On the other hand, for many people poetry is something they once had to do in school and are now happy to leave behind. I have encountered numerous people who think poetry is just plain too hard. The thought of reading a poem touches an old fear, a memory of a looming test in high school or college and the confusion that ensued as to how these words were supposed to work. Many people see poems as complicated locks with a key that was always kept hidden from them. They want to know what a poem means, damn it, and they can’t understand why poets package a seemingly simple message in such strange and convoluted ways.

The possibility of being moved by a poem, or delighting in it, has too often been lost. The taste of a poem, the sound of it, the good challenge of a good poem getting stuck in our hearts or jarring our minds, the thrill of an incredible lyric, the beat of a well-placed pause, the possibility that a poem might change the way we think—these things have been set aside, or simply never tried, since so many people seldom read a poem or a buy a book of poetry.

(Stored dataset items)
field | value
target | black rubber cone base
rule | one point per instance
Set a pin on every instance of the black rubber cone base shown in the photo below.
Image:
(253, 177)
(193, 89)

◆ Using the information:
1) In the poetry passage, what do many people see poems as?
2) Please update the poetry passage from "On the other" up to and including "and convoluted ways.", replacing "high school" with "middle school".
Work from the poetry passage alone.

◆ Numbered answers:
1) Complicated locks with a key that was always kept hidden from them.

2)
On the other hand, for many people poetry is something they once had to do in school and are now happy to leave behind. I have encountered numerous people who think poetry is just plain too hard. The thought of reading a poem touches an old fear, a memory of a looming test in middle school or college and the confusion that ensued as to how these words were supposed to work. Many people see poems as complicated locks with a key that was always kept hidden from them. They want to know what a poem means, damn it, and they can’t understand why poets package a seemingly simple message in such strange and convoluted ways.